---- INFORMATION SUPPLIED
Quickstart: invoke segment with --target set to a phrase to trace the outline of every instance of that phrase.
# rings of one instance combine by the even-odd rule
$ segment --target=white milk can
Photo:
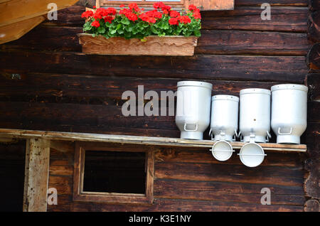
[[[212,84],[181,81],[177,87],[176,124],[181,138],[201,140],[210,124]]]
[[[235,141],[237,136],[239,97],[215,95],[211,99],[211,122],[209,135],[215,141]]]
[[[241,141],[269,141],[271,92],[265,89],[245,89],[240,92],[240,134]]]
[[[282,84],[272,86],[271,91],[271,127],[277,143],[300,144],[300,136],[306,128],[308,87]]]

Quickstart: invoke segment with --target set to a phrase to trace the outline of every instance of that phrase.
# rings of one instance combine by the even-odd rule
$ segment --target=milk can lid
[[[240,95],[249,93],[259,93],[271,95],[271,91],[265,89],[258,89],[258,88],[244,89],[241,90],[240,92]]]
[[[232,96],[232,95],[215,95],[213,96],[211,98],[211,101],[213,100],[233,100],[235,102],[239,102],[239,97],[236,96]]]
[[[299,84],[279,84],[271,87],[271,91],[279,90],[297,90],[308,92],[308,87]]]
[[[265,158],[263,149],[257,143],[247,143],[240,149],[240,159],[248,167],[256,167],[260,165]]]
[[[177,87],[181,86],[198,86],[212,90],[212,84],[199,81],[180,81],[178,82]]]

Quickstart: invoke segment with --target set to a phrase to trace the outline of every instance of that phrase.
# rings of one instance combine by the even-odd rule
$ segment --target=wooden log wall
[[[320,190],[320,118],[319,109],[320,107],[320,2],[310,0],[309,1],[308,17],[308,39],[312,46],[306,55],[306,63],[309,68],[306,77],[306,83],[311,90],[309,95],[309,109],[317,109],[316,117],[310,116],[310,126],[306,131],[308,142],[312,144],[308,149],[308,159],[306,160],[304,168],[307,171],[304,181],[304,192],[306,201],[304,205],[305,211],[320,211],[319,199]]]
[[[272,6],[271,21],[260,18],[264,2]],[[238,96],[243,88],[304,84],[311,43],[308,6],[307,0],[236,0],[234,11],[203,12],[203,36],[188,58],[84,55],[76,34],[85,8],[60,11],[58,21],[0,45],[0,127],[178,137],[174,117],[123,117],[122,92],[137,93],[144,85],[160,94],[185,79],[211,82],[213,95]],[[309,131],[318,128],[313,107]],[[312,149],[315,134],[306,134],[302,142]],[[50,211],[303,211],[309,199],[304,154],[270,153],[251,169],[235,155],[221,163],[208,150],[164,149],[156,155],[152,205],[73,202],[74,153],[67,149],[51,149],[49,188],[58,189],[58,205]],[[272,191],[270,205],[260,203],[262,188]]]

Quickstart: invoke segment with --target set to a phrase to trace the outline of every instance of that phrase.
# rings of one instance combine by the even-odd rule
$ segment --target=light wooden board
[[[198,38],[195,36],[149,36],[146,41],[139,38],[106,38],[90,34],[78,35],[82,52],[90,54],[132,55],[188,55],[194,54]]]
[[[48,5],[52,2],[59,10],[73,5],[77,0],[11,0],[0,3],[0,26],[47,14],[51,10]]]
[[[50,141],[31,139],[26,145],[24,212],[46,212],[49,178]]]
[[[210,140],[188,140],[178,138],[139,136],[112,134],[98,134],[86,133],[70,133],[45,131],[33,130],[0,129],[0,137],[31,139],[43,138],[50,140],[78,141],[92,142],[110,142],[121,144],[135,144],[161,146],[211,148],[215,144]],[[240,149],[246,143],[231,142],[235,149]],[[260,144],[265,151],[306,152],[304,144]]]

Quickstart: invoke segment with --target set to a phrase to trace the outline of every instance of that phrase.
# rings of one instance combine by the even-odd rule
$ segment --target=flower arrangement
[[[149,36],[201,36],[201,16],[194,5],[183,12],[172,10],[162,2],[154,4],[154,10],[144,11],[136,3],[127,7],[99,8],[95,11],[86,11],[82,14],[86,18],[83,31],[93,37],[103,36],[107,38],[123,37],[139,38]]]

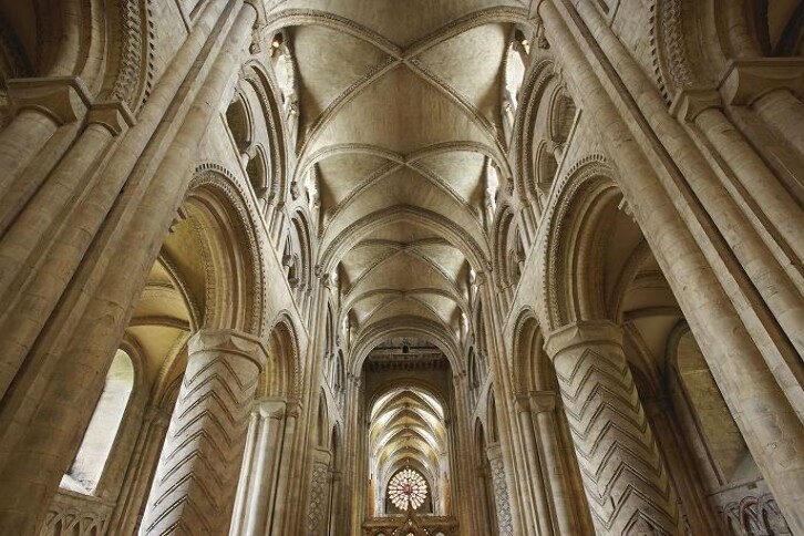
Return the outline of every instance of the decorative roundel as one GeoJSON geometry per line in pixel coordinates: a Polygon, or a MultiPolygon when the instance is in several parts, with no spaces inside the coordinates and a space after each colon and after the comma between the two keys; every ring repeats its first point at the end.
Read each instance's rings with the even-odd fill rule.
{"type": "Polygon", "coordinates": [[[408,509],[408,503],[416,509],[427,497],[427,482],[418,471],[404,468],[388,483],[388,496],[399,509],[408,509]]]}

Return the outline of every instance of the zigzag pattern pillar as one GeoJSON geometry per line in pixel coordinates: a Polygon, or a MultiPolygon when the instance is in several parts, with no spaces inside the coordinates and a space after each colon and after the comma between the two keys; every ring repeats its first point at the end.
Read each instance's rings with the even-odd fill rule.
{"type": "Polygon", "coordinates": [[[203,330],[189,360],[141,525],[144,535],[220,535],[229,529],[257,379],[258,340],[203,330]]]}
{"type": "Polygon", "coordinates": [[[598,535],[678,534],[676,491],[608,321],[550,334],[565,411],[598,535]]]}

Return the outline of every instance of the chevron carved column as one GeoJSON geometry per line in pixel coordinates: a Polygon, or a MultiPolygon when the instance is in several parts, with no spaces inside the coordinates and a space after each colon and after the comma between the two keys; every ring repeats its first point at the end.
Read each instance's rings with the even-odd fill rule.
{"type": "Polygon", "coordinates": [[[199,331],[188,353],[141,534],[219,535],[229,529],[266,353],[257,339],[234,330],[199,331]]]}
{"type": "Polygon", "coordinates": [[[550,334],[553,358],[598,535],[678,534],[678,504],[622,351],[608,321],[550,334]]]}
--------
**WRITTEN TASK**
Convert the lines from the one containing "Return the outline of every instance of the chevron" through the end of the items into a JSON list of strings, one string per line, leaving out blank lines.

**CORRECT RESPONSE**
[
  "Return the outline of every instance of the chevron carved column as one GeoJSON geometry per line in pixel coordinates: a Polygon, or a MultiPolygon when the instance is in several parts, with no spaces inside the coordinates and a space after each colon and after the comma between the two keys; every ring repeats its first point at the end.",
  "Read each instance's rings with the even-odd fill rule.",
  "{\"type\": \"Polygon\", \"coordinates\": [[[199,331],[188,353],[141,534],[219,535],[229,529],[266,353],[257,339],[234,330],[199,331]]]}",
  "{\"type\": \"Polygon\", \"coordinates\": [[[550,334],[553,358],[598,535],[678,534],[678,504],[622,351],[608,321],[550,334]]]}"
]